>> Begin Task data
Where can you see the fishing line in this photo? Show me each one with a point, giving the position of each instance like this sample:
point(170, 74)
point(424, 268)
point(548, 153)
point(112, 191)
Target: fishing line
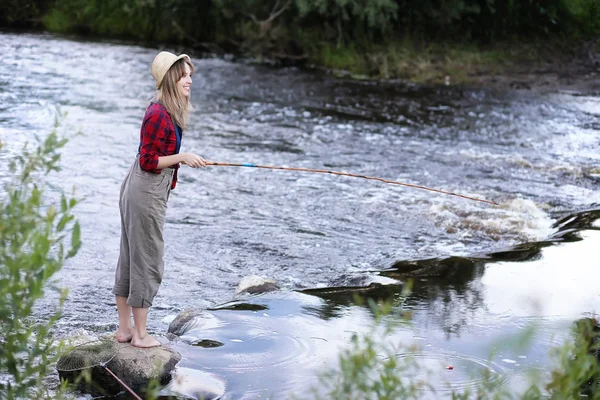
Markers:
>> End Task data
What you should do. Copy out all the records exactly, excluding pictures.

Reply to the exercise.
Where can you see the fishing line in this photo? Show me each one with a point, giving the position of each instance like this sample:
point(170, 74)
point(424, 268)
point(548, 153)
point(112, 191)
Target: fishing line
Markers:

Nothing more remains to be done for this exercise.